═════ Trecho do documento ═════

Baltasar Garzón e a armadilha da Transição
espanhola
Por John Brown
Je suis la plaie et le couteau! Sou a ferida
e o punhal!
Je suis le soufflet et la joue! Sou o tapa e
a cara!
Je suis les membres et la roue, Sou pernas e
braços, e a roda de tortura
Et la victime et le bourreau ! E a vítima e o
carrasco!
Charles Baudelaire, L’héautontimorouménos (O
carrasco de si mesmo)
Pode-se dizer hoje, passados já os mais de
trinta anos que nos separam dela, que a Transição [orig. Transición] espanhola
foi uma armadilha para as maiorias sociais e para as forças que quiseram
substituir o regime franquista por uma democracia efetiva. Armadilha é
dispositivo no qual é fácil entrar, mas é difícil, mesmo, impossível, sair. O gatilho
em que pousam os pássaros atraídos pela comida, ou a ratoeira que se fecha
sobre o rato que acorre ao cheiro do queijo, são exemplos conhecidos de
armadilhas, mas, talvez, a melhor armadilha, a mais sutil, mais leve, quase
imaterial, é a rede de pesca.

═════

Questões =>
(a) Segundo o trecho sobre a Transição espanhola, qual é a melhor armadilha?
(b) Reproduza do trecho sobre a Transição espanhola a parte que se abre com as palavras que contêm "Pode-se dizer hoje, passados" e se fecha com "rede de pesca.".
Responda usando somente o trecho sobre a Transição espanhola.

═════ Amostra dos dados ═════

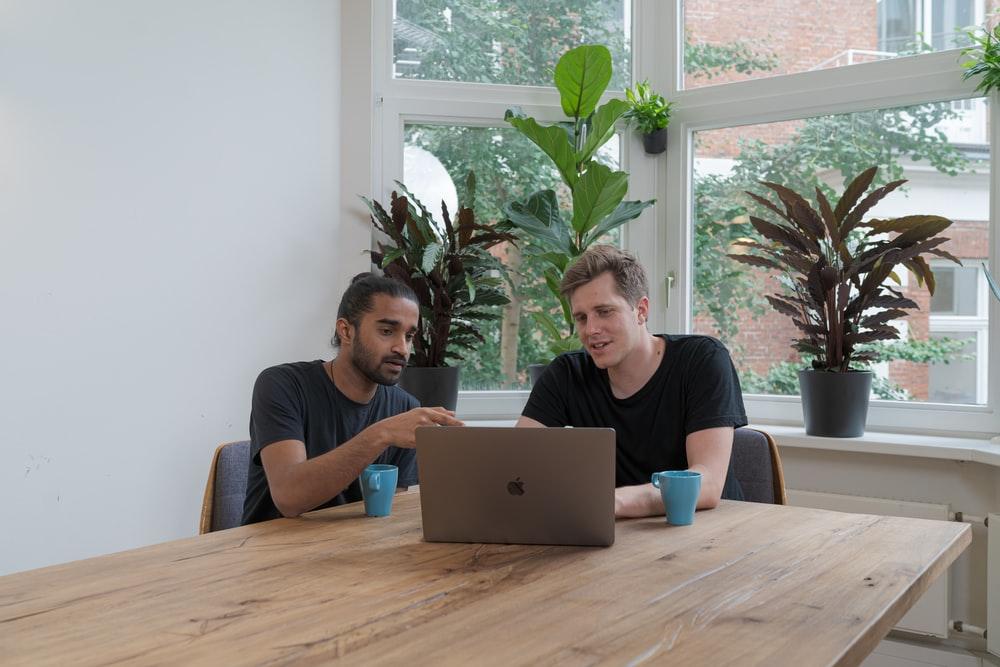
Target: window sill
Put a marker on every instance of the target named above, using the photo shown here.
(892, 444)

═════

Respostas completas =>
(a) A rede de pesca.

(b)
Pode-se dizer hoje, passados já os mais de
trinta anos que nos separam dela, que a Transição [orig. Transición] espanhola
foi uma armadilha para as maiorias sociais e para as forças que quiseram
substituir o regime franquista por uma democracia efetiva. Armadilha é
dispositivo no qual é fácil entrar, mas é difícil, mesmo, impossível, sair. O gatilho
em que pousam os pássaros atraídos pela comida, ou a ratoeira que se fecha
sobre o rato que acorre ao cheiro do queijo, são exemplos conhecidos de
armadilhas, mas, talvez, a melhor armadilha, a mais sutil, mais leve, quase
imaterial, é a rede de pesca.